[THE TASK]:
Copy all of the data below exactly as it is given.

[Stored records]:

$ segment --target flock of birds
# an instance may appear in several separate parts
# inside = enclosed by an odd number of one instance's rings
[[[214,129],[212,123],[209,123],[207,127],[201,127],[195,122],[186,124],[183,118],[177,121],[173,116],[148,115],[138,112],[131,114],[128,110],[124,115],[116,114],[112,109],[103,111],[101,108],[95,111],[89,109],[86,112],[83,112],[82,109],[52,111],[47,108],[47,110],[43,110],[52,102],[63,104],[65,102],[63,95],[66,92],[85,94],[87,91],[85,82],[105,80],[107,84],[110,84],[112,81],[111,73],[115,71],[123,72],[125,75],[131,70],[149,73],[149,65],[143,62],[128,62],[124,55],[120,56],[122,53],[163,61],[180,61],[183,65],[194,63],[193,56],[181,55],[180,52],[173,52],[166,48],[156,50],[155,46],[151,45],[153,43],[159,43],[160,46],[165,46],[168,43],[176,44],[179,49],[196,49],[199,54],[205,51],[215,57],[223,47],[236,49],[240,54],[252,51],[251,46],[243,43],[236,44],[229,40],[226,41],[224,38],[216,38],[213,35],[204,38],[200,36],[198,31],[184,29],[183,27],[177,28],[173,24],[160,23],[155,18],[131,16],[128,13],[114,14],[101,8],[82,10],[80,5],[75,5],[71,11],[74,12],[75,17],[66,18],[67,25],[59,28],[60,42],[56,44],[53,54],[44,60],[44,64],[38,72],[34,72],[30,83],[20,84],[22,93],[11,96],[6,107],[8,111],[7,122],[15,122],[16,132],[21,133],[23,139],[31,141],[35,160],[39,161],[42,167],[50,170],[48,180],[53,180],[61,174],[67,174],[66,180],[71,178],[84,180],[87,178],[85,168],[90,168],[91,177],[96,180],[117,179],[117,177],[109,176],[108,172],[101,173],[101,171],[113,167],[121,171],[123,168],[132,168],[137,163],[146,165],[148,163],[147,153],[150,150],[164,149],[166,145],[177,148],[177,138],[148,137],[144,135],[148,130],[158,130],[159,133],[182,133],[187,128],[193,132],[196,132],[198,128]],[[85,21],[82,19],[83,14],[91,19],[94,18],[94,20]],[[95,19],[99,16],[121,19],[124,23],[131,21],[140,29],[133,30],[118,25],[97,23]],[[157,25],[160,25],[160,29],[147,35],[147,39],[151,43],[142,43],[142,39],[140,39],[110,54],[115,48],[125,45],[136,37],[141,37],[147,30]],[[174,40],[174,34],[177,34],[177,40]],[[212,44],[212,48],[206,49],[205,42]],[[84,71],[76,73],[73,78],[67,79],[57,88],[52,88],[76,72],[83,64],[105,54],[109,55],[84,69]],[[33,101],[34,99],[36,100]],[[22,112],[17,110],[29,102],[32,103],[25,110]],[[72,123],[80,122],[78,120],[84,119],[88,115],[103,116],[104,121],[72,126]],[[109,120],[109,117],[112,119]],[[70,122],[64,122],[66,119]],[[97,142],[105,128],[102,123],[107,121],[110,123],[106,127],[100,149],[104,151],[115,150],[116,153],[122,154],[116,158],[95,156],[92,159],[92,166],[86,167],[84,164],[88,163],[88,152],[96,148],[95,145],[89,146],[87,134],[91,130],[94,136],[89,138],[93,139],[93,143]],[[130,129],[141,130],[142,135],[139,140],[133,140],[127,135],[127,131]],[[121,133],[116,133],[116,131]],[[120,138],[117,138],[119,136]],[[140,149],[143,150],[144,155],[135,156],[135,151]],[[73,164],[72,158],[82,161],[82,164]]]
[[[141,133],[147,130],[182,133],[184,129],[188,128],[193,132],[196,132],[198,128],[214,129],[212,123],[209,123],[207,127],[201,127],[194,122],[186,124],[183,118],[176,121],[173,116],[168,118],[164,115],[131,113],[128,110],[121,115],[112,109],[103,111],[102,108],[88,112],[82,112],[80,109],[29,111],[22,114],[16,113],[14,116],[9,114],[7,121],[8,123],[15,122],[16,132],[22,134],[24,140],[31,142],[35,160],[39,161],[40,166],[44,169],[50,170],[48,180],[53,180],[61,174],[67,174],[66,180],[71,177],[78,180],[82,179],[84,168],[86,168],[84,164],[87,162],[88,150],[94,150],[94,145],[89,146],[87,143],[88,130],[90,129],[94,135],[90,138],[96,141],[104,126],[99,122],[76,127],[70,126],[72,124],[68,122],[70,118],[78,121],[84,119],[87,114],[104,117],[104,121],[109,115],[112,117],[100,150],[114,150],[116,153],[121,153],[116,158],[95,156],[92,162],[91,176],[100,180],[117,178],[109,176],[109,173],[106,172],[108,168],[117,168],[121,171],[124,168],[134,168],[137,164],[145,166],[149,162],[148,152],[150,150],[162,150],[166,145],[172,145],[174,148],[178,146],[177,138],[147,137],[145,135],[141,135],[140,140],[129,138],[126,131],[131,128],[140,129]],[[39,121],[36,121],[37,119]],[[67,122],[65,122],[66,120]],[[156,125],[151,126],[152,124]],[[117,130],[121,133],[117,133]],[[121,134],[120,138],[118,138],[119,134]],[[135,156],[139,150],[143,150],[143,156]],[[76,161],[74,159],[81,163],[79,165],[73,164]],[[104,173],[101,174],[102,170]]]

[SOLVED PROBLEM]:
$ segment --target flock of birds
# an instance may appear in several separate parts
# inside = enclosed by an odd number of one instance's rings
[[[214,129],[212,123],[209,123],[207,127],[201,127],[195,122],[186,124],[183,118],[177,121],[173,116],[148,115],[138,112],[131,114],[128,110],[124,115],[116,114],[112,109],[103,111],[101,108],[95,111],[89,109],[86,112],[83,112],[82,109],[52,111],[47,108],[47,110],[43,110],[52,102],[63,104],[65,102],[63,95],[66,92],[85,94],[87,91],[85,82],[105,80],[107,84],[110,84],[112,81],[111,73],[115,71],[123,72],[125,75],[131,70],[149,73],[149,65],[143,62],[128,62],[124,55],[120,56],[122,53],[163,61],[180,61],[183,65],[194,63],[193,56],[181,55],[180,52],[173,52],[166,48],[156,50],[155,46],[151,45],[153,43],[159,43],[160,46],[165,46],[168,43],[176,44],[179,49],[196,49],[199,54],[205,51],[215,57],[223,47],[236,49],[240,54],[252,51],[251,46],[243,43],[236,44],[229,40],[226,41],[224,38],[216,38],[213,35],[204,38],[200,36],[198,31],[184,29],[183,27],[177,28],[173,24],[160,23],[155,18],[131,16],[128,13],[114,14],[101,8],[82,10],[80,5],[75,5],[71,11],[74,12],[75,17],[66,18],[67,25],[59,28],[60,42],[56,44],[53,54],[44,60],[44,64],[38,72],[34,72],[30,83],[20,84],[22,93],[11,96],[6,107],[8,111],[7,122],[15,122],[16,132],[21,133],[23,139],[31,141],[35,160],[39,161],[42,167],[50,170],[48,180],[53,180],[61,174],[67,174],[66,180],[71,178],[84,180],[87,178],[85,168],[90,168],[91,177],[96,180],[117,179],[117,177],[109,176],[108,172],[101,173],[101,171],[113,167],[121,171],[123,168],[132,168],[137,163],[146,165],[148,163],[147,153],[150,150],[164,149],[166,145],[177,148],[177,138],[148,137],[144,135],[148,130],[158,130],[159,133],[182,133],[187,128],[193,132],[196,132],[198,128]],[[85,21],[82,19],[83,14],[91,19],[94,18],[94,20]],[[95,19],[99,16],[121,19],[124,23],[131,21],[140,29],[133,30],[118,25],[97,23]],[[157,25],[160,25],[160,29],[147,35],[147,39],[151,43],[142,43],[142,39],[140,39],[110,54],[115,48],[125,45],[136,37],[141,37],[147,30]],[[174,40],[174,34],[177,34],[177,40]],[[212,44],[212,48],[206,49],[205,42]],[[84,71],[76,73],[73,78],[67,79],[57,88],[52,88],[76,72],[83,64],[105,54],[109,55],[84,69]],[[33,101],[34,99],[36,100]],[[22,112],[17,110],[29,102],[32,103],[25,110]],[[72,123],[80,122],[78,120],[84,119],[88,115],[103,116],[104,121],[72,126]],[[109,120],[109,117],[112,119]],[[70,122],[64,122],[66,119]],[[97,142],[105,128],[102,123],[107,121],[110,123],[106,127],[100,149],[104,151],[115,150],[116,153],[122,154],[116,158],[95,156],[92,159],[92,166],[86,167],[84,164],[88,163],[88,152],[96,148],[95,145],[89,146],[87,134],[91,130],[94,136],[89,138],[93,139],[93,143]],[[130,129],[141,130],[142,135],[139,140],[133,140],[127,135],[127,131]],[[121,133],[116,133],[116,131]],[[120,138],[117,138],[119,136]],[[140,149],[143,150],[144,155],[135,156],[135,151]],[[73,164],[72,158],[82,161],[82,164]]]
[[[141,133],[147,130],[182,133],[184,129],[188,128],[193,132],[196,132],[198,128],[214,129],[212,123],[209,123],[207,127],[201,127],[194,122],[186,124],[183,118],[176,121],[173,116],[168,118],[164,115],[131,113],[128,110],[121,115],[112,109],[103,111],[102,108],[88,112],[82,112],[80,109],[29,111],[22,114],[16,113],[14,116],[9,114],[7,121],[8,123],[15,122],[16,132],[22,134],[24,140],[31,142],[35,160],[39,161],[40,166],[44,169],[50,170],[48,180],[53,180],[61,174],[67,174],[66,180],[71,177],[78,180],[82,179],[84,168],[86,168],[84,164],[87,162],[88,150],[94,150],[94,145],[89,146],[87,143],[88,130],[90,129],[94,135],[90,138],[96,141],[104,126],[99,122],[76,127],[70,126],[72,124],[68,122],[70,118],[78,121],[84,119],[87,114],[104,117],[104,121],[109,115],[112,117],[100,150],[114,150],[116,153],[121,153],[116,158],[95,156],[92,162],[91,176],[100,180],[117,178],[109,176],[109,173],[106,172],[108,168],[117,168],[121,171],[124,168],[134,168],[137,164],[145,166],[149,162],[148,152],[150,150],[162,150],[166,145],[172,145],[174,148],[178,146],[177,138],[147,137],[145,135],[141,135],[140,140],[129,138],[126,131],[131,128],[140,129]],[[39,121],[36,121],[37,119]],[[67,122],[65,122],[66,120]],[[156,125],[151,126],[152,124]],[[117,130],[121,133],[117,133]],[[121,134],[120,138],[118,138],[119,134]],[[135,156],[139,150],[143,150],[143,156]],[[76,161],[74,159],[81,163],[79,165],[73,164]],[[104,173],[101,174],[102,170]]]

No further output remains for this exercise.